• _Ausgangstext_:
------------
THEMENRAUM LANDSCHAFT
In einem anderen Themenraum werden alpine Landschaften von Ernst Ludwig Kirchner, Alexej von
Jawlensky oder Gabriele Münter mit Impressionen aus dem Ruhrgebiet in einen Dialog gesetzt. So
zum Beispiel mit einer aus der Ludwiggalerie Schloss Oberhausen stammenden Schwarz-Weiß-Aufnahme des bekannten Ruhrgebietsfotografen Rudolf Holtappel aus dem Jahr 1962, die eine Schneelandschaft bei Gelsenkirchen zeigt. Im Hintergrund sind qualmende Schlote zu sehen. Passend dazu ist die großformatige Fotografie Coal Seam, Bergwerk Prosper-Haniel 4 des kanadisch-amerikanischen Becher-Schülers Miles Coolidge aus dem Josef Albers Museum Bottrop Quadrat zu sehen.
------------
• _Aufgabe_:
Stimmen die Aussagen 1., 2. und 3. mit dem Text über den Themenraum Landschaft überein? Beantworte jede mit Ja oder Nein und zitiere die entscheidenden Worte des Textes.
1. Die Aufnahme von Rudolf Holtappel stammt aus dem Jahr 1962.
2. Holtappels Aufnahme ist eine Farbfotografie.
3. Die Fotografie von Miles Coolidge stammt aus der Ludwiggalerie Schloss Oberhausen.
------------
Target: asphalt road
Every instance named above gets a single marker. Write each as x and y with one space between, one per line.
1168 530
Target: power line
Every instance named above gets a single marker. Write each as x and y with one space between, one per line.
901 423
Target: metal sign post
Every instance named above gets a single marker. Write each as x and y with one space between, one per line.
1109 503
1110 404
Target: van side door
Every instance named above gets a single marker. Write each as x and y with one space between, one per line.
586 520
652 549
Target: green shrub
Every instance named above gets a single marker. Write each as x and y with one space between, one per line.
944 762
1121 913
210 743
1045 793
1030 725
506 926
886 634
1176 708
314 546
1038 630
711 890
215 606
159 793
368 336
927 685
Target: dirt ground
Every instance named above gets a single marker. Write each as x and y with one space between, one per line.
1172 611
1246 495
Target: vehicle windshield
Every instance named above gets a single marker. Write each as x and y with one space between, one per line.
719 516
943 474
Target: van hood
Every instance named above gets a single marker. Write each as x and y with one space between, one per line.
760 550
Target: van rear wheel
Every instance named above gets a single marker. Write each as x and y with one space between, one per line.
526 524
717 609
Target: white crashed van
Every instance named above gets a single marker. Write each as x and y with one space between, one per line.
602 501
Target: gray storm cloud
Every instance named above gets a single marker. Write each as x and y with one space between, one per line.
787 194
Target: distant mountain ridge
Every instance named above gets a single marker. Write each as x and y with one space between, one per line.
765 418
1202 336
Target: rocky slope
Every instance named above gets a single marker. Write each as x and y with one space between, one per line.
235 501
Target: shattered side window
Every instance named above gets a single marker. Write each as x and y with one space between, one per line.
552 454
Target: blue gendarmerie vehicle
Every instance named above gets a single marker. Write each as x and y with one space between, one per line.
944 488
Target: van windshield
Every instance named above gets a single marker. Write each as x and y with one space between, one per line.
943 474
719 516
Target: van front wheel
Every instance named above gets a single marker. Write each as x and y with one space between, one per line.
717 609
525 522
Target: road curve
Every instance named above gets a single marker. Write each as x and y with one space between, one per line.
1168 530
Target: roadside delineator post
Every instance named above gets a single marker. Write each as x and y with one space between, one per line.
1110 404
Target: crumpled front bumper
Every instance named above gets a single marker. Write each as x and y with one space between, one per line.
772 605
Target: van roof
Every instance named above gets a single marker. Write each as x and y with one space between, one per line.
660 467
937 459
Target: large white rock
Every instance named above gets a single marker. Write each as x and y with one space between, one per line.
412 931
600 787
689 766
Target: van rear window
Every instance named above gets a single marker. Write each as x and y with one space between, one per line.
------------
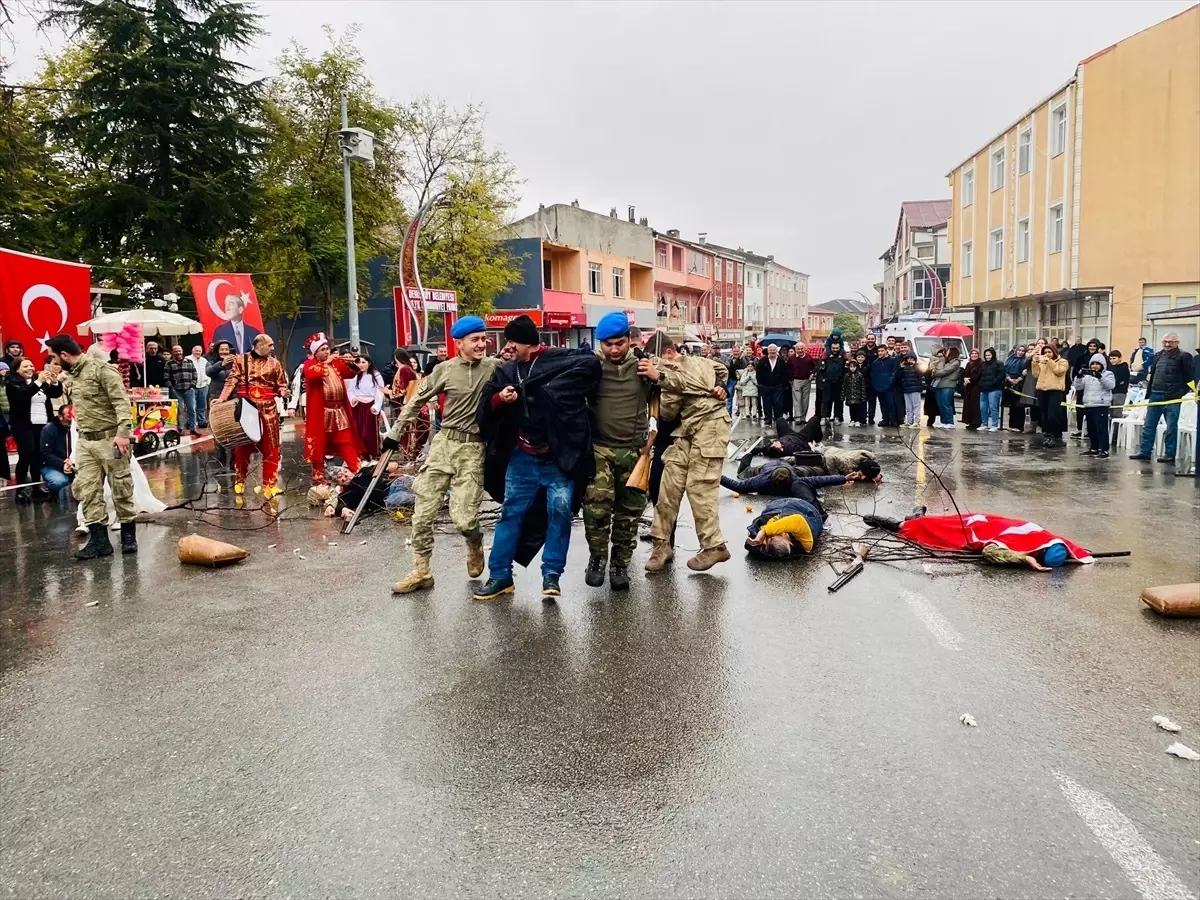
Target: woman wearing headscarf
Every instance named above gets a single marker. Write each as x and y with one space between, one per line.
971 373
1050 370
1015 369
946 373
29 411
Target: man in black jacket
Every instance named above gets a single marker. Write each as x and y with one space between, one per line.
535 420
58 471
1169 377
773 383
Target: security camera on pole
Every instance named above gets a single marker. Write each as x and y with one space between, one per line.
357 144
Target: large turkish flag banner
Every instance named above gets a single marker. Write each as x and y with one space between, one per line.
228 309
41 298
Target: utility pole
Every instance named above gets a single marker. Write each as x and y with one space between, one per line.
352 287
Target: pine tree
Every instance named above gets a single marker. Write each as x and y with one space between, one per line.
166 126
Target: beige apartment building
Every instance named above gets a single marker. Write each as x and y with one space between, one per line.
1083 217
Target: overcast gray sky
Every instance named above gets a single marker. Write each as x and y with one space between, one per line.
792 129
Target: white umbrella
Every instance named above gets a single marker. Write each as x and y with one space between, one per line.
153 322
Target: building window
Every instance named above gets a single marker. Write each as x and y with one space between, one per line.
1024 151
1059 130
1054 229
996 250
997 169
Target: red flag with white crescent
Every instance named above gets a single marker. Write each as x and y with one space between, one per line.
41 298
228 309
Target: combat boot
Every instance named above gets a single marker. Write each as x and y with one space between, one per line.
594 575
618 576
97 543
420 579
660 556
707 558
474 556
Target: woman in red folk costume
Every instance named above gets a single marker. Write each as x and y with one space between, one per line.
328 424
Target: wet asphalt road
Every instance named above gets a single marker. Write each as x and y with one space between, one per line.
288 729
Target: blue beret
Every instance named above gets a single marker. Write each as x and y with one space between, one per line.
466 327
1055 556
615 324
------------
• _Lösung_:
1. Ja: „aus dem Jahr 1962“
2. Nein: „Schwarz-Weiß-Aufnahme“
3. Nein: „aus dem Josef Albers Museum Bottrop Quadrat“